TASK OBJECTIVE -
Reproduce every record below verbatim, keeping each line and its order unchanged.

RECORDS FOR THE TASK -

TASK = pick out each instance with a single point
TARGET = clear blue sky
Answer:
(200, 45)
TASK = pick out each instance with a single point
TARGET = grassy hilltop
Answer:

CORRECT ANSWER -
TASK = pick out each instance with a single point
TARGET = clear blue sky
Answer:
(200, 45)
TASK = pick out each instance with a single point
TARGET = grassy hilltop
Answer:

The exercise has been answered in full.